◆ **TASK DESCRIPTION**: Exactly the line that contains "Query: thin stick" and the lines following it to the end of the data are to be reproduced, and nothing more.
──────── DATA ────────
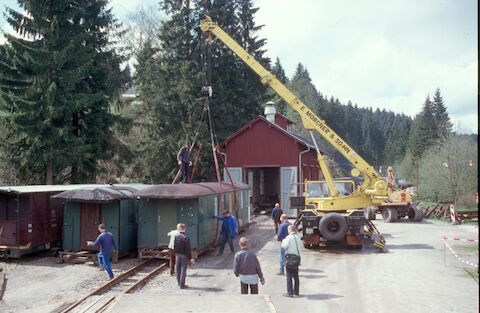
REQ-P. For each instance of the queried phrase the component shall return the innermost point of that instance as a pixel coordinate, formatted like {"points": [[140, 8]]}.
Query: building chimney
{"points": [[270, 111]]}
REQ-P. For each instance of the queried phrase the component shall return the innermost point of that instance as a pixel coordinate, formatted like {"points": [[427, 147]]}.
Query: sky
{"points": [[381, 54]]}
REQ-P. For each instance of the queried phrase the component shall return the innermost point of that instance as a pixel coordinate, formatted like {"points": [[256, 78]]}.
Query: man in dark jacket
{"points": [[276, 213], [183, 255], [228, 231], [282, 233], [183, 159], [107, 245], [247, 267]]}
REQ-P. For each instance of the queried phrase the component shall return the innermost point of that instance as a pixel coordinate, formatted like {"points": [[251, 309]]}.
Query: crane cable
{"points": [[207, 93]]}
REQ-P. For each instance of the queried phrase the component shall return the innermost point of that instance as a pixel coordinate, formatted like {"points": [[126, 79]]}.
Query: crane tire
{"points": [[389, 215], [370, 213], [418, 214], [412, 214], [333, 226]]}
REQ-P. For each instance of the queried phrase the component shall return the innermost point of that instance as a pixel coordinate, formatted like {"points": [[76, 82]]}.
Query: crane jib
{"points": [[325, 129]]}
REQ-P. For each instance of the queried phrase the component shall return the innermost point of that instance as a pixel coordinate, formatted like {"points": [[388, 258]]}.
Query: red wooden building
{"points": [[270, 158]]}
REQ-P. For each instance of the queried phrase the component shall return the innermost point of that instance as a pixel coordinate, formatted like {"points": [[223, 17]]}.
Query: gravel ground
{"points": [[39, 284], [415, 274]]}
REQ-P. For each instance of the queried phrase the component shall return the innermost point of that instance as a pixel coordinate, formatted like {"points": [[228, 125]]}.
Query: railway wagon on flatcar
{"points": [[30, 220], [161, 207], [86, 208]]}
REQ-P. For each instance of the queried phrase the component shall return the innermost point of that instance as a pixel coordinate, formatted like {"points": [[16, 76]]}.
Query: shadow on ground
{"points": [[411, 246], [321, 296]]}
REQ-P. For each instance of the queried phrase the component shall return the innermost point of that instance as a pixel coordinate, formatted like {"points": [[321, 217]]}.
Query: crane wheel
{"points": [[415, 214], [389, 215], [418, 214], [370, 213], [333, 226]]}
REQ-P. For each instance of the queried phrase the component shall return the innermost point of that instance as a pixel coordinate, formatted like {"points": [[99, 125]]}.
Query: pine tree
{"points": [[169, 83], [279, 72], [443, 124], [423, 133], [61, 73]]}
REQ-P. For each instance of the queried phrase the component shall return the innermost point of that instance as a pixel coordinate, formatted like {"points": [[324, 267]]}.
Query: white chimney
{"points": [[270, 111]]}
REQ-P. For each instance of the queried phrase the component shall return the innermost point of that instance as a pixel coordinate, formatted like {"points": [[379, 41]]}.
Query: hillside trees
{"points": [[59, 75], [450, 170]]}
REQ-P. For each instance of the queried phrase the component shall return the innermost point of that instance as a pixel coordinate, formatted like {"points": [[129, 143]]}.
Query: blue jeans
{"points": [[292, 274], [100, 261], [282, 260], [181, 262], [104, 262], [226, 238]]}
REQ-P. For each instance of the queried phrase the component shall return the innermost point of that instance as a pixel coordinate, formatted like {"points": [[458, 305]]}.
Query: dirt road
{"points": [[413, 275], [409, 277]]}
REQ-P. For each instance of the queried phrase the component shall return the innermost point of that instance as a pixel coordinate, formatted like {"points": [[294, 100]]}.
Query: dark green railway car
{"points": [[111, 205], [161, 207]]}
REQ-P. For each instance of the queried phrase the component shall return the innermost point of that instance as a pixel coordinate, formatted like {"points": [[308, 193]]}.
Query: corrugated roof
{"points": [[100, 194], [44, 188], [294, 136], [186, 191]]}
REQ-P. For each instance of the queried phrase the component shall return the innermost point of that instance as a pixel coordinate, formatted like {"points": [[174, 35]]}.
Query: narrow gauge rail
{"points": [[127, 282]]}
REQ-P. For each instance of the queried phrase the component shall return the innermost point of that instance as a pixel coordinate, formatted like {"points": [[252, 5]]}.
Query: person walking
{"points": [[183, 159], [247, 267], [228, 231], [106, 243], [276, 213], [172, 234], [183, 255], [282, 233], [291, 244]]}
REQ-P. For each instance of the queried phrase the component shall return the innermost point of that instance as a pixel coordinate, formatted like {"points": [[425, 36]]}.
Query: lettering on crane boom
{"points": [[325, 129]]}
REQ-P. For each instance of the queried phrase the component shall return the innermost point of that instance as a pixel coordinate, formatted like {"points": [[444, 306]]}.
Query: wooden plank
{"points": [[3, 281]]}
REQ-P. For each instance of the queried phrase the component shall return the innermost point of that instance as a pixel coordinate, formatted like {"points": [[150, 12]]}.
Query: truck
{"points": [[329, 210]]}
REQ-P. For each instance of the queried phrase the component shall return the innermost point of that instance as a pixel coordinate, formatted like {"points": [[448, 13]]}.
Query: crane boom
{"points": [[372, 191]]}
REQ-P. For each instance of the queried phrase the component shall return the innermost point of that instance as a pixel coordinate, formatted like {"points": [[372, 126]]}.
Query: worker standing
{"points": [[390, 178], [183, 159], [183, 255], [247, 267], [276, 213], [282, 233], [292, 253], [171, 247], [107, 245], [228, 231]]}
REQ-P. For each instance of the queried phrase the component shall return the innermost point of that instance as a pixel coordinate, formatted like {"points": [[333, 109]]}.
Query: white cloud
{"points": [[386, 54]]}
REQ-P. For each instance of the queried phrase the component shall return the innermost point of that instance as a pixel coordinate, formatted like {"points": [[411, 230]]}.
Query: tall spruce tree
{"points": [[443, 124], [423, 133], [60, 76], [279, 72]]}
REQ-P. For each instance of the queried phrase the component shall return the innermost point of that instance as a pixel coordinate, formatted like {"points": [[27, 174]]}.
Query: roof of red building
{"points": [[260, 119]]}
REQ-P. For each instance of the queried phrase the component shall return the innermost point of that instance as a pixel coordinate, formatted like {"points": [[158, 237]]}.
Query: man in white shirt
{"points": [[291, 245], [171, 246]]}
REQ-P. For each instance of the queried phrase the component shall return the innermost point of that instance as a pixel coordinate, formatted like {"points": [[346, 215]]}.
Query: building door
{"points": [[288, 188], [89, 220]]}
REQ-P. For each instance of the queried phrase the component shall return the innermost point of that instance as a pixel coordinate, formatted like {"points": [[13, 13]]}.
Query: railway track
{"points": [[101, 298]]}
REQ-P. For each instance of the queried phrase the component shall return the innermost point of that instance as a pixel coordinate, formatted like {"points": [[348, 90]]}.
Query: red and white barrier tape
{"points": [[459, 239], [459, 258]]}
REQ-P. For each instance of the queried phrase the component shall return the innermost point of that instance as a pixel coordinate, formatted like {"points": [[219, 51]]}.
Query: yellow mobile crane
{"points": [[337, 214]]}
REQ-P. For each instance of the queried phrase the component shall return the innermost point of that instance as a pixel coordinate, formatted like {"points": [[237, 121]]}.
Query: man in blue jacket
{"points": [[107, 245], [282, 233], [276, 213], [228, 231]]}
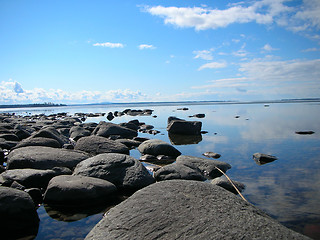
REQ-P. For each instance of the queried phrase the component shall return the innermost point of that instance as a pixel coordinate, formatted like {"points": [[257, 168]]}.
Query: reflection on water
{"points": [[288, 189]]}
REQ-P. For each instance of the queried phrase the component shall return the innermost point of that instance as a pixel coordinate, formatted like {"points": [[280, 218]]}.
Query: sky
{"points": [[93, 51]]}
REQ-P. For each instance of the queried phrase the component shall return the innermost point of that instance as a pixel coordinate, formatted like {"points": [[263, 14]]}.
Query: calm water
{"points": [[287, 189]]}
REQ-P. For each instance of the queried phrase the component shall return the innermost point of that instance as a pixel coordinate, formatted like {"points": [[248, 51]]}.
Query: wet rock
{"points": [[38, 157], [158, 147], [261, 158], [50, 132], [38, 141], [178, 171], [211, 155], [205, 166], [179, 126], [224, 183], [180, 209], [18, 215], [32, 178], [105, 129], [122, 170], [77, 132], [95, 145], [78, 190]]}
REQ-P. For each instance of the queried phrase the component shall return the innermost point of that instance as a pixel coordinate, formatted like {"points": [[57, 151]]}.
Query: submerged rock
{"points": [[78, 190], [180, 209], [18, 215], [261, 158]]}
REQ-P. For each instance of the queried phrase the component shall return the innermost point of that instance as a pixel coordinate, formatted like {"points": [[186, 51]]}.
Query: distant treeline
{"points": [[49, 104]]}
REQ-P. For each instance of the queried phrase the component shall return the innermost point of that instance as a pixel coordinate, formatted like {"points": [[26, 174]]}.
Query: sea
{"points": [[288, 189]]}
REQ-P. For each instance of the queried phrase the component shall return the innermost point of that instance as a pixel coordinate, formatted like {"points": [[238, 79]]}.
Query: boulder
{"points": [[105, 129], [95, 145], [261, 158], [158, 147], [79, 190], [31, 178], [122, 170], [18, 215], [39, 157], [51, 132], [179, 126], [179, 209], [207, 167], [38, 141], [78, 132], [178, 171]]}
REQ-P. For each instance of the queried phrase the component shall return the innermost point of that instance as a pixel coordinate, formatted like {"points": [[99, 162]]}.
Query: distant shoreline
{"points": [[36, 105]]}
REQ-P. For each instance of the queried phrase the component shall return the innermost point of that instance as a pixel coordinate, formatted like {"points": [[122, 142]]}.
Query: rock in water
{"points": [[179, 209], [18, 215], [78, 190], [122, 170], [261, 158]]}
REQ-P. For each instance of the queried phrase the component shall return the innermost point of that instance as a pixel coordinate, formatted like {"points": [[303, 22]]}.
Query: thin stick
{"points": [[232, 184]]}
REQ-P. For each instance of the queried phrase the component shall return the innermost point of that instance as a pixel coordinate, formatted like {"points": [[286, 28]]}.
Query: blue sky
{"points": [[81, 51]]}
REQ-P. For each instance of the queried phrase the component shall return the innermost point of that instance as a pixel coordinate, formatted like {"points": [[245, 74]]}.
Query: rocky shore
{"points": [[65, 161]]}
────────
◆ **RESULT FOR THIS TASK**:
Query: thin stick
{"points": [[232, 184]]}
REQ-P. For each instance of the queried phrase the component shall return the innermost point of that instance as a pixel coordinate, formatted like {"points": [[286, 28]]}.
Query: blue sky
{"points": [[81, 51]]}
REQ-P. For each instance of the queried phrase the component shall return the innermost point of that instance as a pixel coordinate, formatted like {"points": [[245, 74]]}.
Query: rocky shore
{"points": [[65, 161]]}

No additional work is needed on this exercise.